┏━━

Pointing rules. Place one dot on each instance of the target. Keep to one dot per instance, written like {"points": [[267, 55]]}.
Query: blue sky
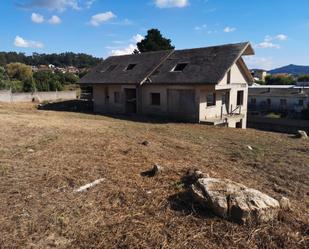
{"points": [[278, 29]]}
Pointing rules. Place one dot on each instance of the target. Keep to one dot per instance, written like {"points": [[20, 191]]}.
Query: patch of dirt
{"points": [[45, 155]]}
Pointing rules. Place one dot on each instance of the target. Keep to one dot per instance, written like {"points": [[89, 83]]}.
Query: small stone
{"points": [[285, 203], [145, 143], [302, 134], [157, 169]]}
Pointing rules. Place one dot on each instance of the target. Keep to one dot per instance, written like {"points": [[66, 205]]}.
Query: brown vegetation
{"points": [[45, 155]]}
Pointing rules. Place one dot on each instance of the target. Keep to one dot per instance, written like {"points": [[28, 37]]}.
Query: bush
{"points": [[305, 113], [16, 86], [29, 85]]}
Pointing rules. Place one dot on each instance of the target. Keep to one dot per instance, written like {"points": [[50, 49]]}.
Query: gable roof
{"points": [[145, 63], [204, 65]]}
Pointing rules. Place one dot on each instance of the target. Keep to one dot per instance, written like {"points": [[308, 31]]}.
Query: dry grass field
{"points": [[45, 155]]}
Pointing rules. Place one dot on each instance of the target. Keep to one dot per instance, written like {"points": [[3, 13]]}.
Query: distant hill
{"points": [[291, 69], [79, 60]]}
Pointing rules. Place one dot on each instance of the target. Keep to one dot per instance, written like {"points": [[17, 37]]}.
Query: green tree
{"points": [[19, 71], [29, 85], [154, 41], [304, 78], [279, 80]]}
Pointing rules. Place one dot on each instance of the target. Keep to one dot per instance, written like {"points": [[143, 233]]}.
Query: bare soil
{"points": [[45, 155]]}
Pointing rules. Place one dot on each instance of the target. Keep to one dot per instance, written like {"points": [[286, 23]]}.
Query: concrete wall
{"points": [[7, 96], [278, 125], [292, 103], [104, 98]]}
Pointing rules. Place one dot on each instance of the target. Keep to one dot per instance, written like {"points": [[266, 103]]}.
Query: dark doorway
{"points": [[130, 100], [181, 105], [239, 124], [226, 101]]}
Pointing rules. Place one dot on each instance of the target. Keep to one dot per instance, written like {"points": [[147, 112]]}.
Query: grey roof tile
{"points": [[205, 65]]}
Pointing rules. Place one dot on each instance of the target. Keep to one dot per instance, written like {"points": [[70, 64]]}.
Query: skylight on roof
{"points": [[179, 67], [109, 69], [130, 67]]}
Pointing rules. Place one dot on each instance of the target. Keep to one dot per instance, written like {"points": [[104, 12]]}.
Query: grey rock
{"points": [[234, 201], [285, 203]]}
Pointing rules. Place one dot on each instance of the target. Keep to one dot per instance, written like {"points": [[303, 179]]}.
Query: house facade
{"points": [[206, 85]]}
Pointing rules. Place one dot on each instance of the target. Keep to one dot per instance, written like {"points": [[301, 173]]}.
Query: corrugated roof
{"points": [[279, 92], [204, 65]]}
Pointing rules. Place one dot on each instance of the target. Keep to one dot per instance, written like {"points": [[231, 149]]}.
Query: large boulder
{"points": [[302, 134], [234, 201]]}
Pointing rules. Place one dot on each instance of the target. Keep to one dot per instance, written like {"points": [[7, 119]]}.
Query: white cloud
{"points": [[269, 41], [54, 20], [100, 18], [137, 38], [259, 62], [268, 44], [171, 3], [197, 28], [128, 49], [58, 5], [37, 18], [229, 29], [281, 37], [89, 3], [22, 43]]}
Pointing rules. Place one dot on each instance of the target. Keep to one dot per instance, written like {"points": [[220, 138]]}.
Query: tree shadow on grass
{"points": [[83, 106], [76, 105]]}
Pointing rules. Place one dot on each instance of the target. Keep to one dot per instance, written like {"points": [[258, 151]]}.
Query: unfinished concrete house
{"points": [[207, 85]]}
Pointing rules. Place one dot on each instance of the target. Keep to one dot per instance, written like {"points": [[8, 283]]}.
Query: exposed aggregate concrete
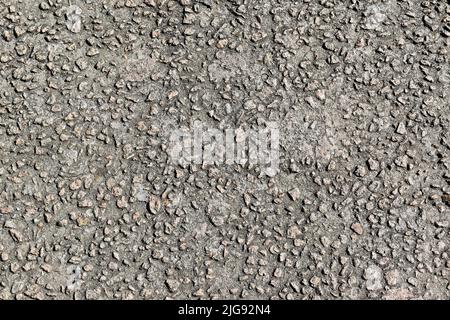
{"points": [[91, 208]]}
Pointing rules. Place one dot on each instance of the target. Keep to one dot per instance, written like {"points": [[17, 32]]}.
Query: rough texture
{"points": [[91, 208]]}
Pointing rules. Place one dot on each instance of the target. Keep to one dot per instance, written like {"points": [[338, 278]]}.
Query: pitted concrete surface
{"points": [[92, 208]]}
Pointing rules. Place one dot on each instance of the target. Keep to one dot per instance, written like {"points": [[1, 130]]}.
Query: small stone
{"points": [[294, 194], [6, 210], [373, 165], [392, 277], [172, 284], [19, 31], [401, 128], [374, 276], [360, 171], [357, 228], [293, 232], [44, 6]]}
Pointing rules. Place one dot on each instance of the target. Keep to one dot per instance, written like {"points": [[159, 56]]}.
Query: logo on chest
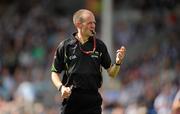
{"points": [[96, 54], [72, 57]]}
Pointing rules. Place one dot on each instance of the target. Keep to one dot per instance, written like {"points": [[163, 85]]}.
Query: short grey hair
{"points": [[78, 15]]}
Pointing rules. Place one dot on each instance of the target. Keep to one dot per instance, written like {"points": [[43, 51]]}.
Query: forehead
{"points": [[88, 17]]}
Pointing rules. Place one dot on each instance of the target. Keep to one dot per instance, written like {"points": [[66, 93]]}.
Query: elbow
{"points": [[112, 75]]}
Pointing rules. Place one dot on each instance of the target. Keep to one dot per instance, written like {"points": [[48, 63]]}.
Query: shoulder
{"points": [[100, 43]]}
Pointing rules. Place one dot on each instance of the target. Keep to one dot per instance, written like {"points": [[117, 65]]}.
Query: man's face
{"points": [[88, 25]]}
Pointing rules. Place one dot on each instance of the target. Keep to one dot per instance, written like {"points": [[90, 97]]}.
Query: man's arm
{"points": [[65, 91], [56, 80], [115, 68]]}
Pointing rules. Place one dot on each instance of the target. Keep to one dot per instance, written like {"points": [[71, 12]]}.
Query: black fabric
{"points": [[81, 70], [82, 102]]}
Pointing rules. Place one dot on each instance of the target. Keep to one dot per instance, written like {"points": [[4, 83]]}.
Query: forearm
{"points": [[56, 80], [114, 70]]}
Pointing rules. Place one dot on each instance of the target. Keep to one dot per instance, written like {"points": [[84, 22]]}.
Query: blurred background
{"points": [[30, 31]]}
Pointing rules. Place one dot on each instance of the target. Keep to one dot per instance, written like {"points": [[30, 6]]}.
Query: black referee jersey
{"points": [[82, 70]]}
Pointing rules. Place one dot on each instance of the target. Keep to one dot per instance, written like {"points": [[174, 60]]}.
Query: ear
{"points": [[78, 25]]}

┗━━

• **Task to complete**: Tally the lines in the items above that contain the word "black", with case counting, and reply with only the number.

• **Response to this exercise**: 2